Stored data:
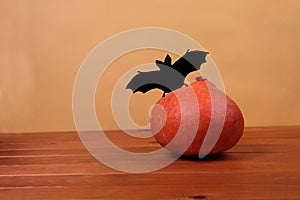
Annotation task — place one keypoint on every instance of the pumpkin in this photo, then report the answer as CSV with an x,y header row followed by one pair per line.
x,y
168,114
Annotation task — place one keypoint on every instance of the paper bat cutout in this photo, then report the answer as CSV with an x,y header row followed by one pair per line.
x,y
169,77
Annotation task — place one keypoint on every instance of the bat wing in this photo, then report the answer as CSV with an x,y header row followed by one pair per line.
x,y
189,62
166,79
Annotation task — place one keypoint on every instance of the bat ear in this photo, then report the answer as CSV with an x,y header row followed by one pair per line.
x,y
168,60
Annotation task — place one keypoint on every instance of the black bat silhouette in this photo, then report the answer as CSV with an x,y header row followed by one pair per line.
x,y
169,77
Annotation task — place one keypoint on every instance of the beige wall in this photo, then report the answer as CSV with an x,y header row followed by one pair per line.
x,y
255,44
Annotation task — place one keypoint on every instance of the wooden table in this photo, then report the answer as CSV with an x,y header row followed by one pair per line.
x,y
265,164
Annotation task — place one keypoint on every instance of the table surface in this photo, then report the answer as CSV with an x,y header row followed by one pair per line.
x,y
264,164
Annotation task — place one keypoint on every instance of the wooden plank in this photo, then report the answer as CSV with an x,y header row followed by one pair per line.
x,y
264,165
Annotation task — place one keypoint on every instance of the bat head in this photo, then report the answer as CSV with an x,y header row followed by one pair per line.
x,y
195,58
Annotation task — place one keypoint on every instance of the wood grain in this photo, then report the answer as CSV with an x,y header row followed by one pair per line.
x,y
265,164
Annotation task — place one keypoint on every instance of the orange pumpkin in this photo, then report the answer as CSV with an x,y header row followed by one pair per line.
x,y
165,122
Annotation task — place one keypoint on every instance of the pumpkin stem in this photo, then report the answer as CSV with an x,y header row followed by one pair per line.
x,y
200,78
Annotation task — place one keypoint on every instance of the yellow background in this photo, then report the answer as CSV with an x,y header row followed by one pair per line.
x,y
255,44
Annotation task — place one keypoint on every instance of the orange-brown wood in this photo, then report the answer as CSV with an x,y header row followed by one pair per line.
x,y
265,164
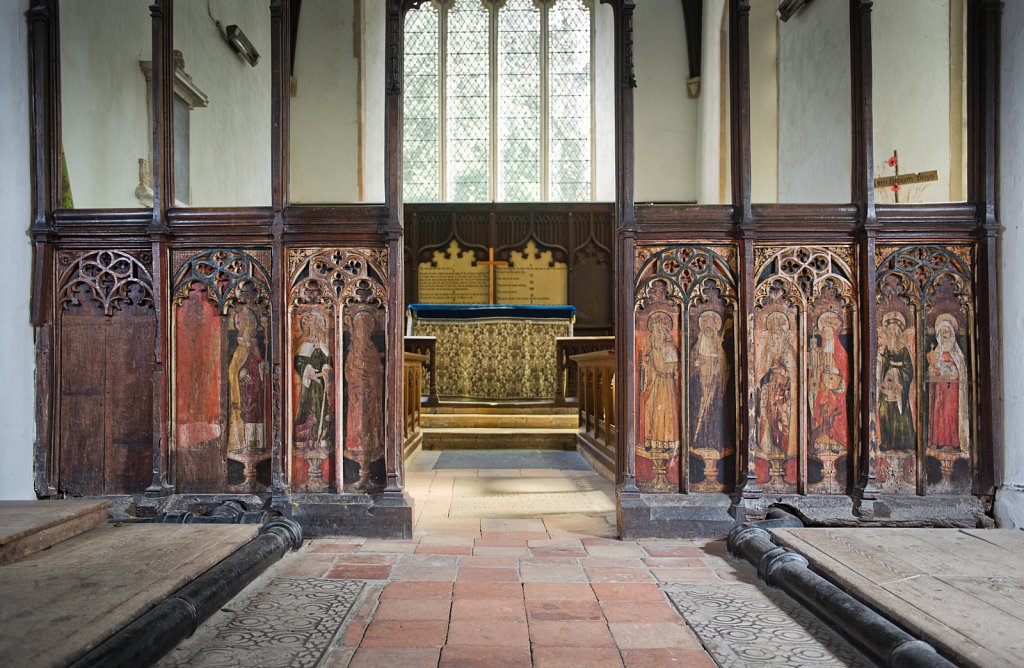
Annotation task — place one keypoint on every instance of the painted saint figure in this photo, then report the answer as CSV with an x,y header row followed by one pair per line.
x,y
246,386
895,376
775,393
712,367
829,379
365,397
948,393
660,395
314,365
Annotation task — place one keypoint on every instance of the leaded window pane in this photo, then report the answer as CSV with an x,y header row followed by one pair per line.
x,y
421,126
519,101
468,102
569,101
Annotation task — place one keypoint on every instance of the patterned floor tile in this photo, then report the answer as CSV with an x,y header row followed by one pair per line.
x,y
744,625
288,623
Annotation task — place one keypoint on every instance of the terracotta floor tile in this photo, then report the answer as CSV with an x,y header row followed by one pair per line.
x,y
404,633
389,546
488,633
467,656
558,591
576,657
622,549
487,561
411,609
333,547
619,575
486,550
367,559
573,634
637,591
673,562
684,575
487,590
656,658
358,572
563,611
443,549
417,590
541,552
639,611
391,657
636,635
499,610
687,551
550,573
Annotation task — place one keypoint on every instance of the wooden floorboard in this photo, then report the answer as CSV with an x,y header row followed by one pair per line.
x,y
59,603
940,584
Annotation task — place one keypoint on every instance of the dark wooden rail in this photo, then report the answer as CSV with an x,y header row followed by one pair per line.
x,y
596,383
565,374
413,410
426,345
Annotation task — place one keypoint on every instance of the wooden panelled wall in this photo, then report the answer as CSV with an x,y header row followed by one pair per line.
x,y
762,350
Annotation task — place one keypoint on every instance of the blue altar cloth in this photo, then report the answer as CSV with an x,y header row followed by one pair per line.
x,y
471,311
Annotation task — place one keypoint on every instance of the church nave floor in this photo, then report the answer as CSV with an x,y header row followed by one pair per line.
x,y
507,589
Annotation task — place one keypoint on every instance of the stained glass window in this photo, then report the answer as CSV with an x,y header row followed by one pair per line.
x,y
422,108
498,100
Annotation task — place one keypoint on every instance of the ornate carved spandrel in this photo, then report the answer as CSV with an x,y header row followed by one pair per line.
x,y
829,397
454,278
221,328
114,280
803,384
532,277
698,283
928,361
337,330
107,329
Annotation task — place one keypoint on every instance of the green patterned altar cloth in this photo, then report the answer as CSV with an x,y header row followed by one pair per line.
x,y
496,352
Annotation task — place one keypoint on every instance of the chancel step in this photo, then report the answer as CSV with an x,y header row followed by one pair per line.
x,y
501,420
498,437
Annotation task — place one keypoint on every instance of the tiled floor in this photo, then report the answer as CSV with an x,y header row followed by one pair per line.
x,y
554,589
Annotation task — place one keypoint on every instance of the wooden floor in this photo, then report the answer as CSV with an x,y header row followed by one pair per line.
x,y
962,590
60,602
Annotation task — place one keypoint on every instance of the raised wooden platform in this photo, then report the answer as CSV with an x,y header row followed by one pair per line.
x,y
60,603
451,427
28,527
960,589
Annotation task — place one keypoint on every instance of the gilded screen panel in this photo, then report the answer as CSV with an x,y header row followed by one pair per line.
x,y
221,372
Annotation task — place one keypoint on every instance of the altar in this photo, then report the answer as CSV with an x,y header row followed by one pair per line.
x,y
493,352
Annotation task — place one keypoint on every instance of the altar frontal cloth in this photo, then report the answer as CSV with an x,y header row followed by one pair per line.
x,y
494,351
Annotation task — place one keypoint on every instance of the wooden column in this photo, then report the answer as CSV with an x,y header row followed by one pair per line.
x,y
865,492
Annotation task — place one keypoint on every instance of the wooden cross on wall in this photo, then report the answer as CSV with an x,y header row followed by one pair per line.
x,y
491,263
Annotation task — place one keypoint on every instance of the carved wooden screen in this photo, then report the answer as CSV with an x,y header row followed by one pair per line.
x,y
685,356
803,371
337,351
105,339
221,388
925,370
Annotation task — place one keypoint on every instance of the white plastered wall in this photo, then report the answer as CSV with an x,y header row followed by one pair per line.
x,y
814,115
666,120
104,108
1010,497
16,353
331,103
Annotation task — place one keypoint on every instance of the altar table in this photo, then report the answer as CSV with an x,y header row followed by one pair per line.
x,y
494,351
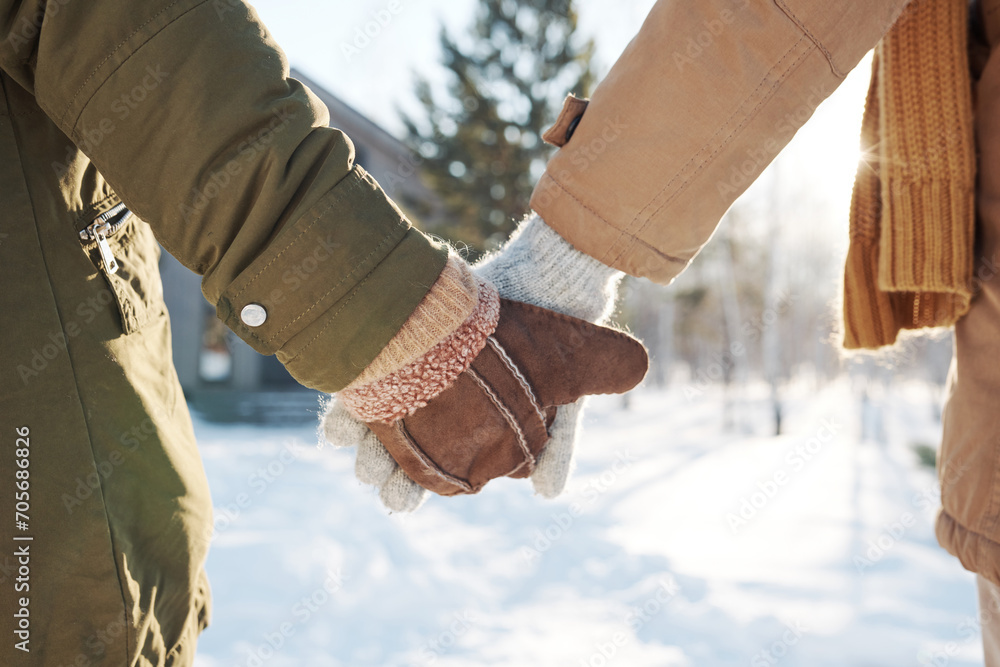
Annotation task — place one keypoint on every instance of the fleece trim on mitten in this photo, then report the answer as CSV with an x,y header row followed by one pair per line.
x,y
442,311
404,391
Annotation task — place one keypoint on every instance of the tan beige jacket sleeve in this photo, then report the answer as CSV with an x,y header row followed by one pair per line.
x,y
700,102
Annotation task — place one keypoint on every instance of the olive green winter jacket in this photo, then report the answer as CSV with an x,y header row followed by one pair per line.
x,y
183,111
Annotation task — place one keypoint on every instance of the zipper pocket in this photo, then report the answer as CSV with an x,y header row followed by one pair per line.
x,y
101,228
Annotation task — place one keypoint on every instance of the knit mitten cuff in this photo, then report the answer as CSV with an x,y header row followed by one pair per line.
x,y
447,305
538,266
409,388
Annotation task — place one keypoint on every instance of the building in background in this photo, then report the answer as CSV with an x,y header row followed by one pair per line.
x,y
223,377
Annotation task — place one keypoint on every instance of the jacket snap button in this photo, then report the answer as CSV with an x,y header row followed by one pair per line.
x,y
253,315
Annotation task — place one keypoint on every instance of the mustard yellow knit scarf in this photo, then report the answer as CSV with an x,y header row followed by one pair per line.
x,y
910,261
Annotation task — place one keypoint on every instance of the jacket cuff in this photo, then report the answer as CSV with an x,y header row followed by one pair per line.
x,y
335,285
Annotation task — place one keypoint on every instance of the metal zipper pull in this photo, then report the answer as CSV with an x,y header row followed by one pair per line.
x,y
97,232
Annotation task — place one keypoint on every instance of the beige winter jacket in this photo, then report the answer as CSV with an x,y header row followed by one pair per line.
x,y
701,101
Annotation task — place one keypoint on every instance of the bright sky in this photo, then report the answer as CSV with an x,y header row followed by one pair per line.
x,y
377,77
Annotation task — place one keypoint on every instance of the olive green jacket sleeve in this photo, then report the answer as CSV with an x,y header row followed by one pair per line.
x,y
186,108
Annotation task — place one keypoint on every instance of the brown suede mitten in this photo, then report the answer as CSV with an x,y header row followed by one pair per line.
x,y
493,420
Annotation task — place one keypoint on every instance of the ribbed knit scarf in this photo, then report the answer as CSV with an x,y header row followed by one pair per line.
x,y
910,261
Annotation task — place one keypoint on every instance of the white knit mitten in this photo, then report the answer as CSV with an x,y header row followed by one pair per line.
x,y
535,266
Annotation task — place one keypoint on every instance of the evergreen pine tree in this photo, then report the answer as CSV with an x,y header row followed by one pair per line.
x,y
482,143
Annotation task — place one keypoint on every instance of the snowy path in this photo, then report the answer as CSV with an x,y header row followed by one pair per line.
x,y
646,561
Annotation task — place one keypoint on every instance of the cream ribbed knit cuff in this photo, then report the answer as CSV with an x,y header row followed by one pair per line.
x,y
538,266
446,306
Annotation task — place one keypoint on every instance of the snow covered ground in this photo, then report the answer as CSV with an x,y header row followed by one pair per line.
x,y
677,544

## Stated exercise:
Return every line from the one holding "of the snowy" through the end of the data, exactly as it appears, with both ends kept and nothing else.

## The output:
Annotation task — place one keypoint on every instance of the snowy path in this photo, then report the answer as CSV with an x,y header row followed by one pair per line.
x,y
646,561
Annotation task — place one keypoint on every instance of the cream ribbed knit cuff in this photo, then report the answer as CSV with an x,y header row followed by one pair per line.
x,y
538,266
446,306
Annotation task — place one keypoint on every instance of the snow covered ground in this photo, then report the answer as CSV with an x,y header row followed by one pair per line.
x,y
677,544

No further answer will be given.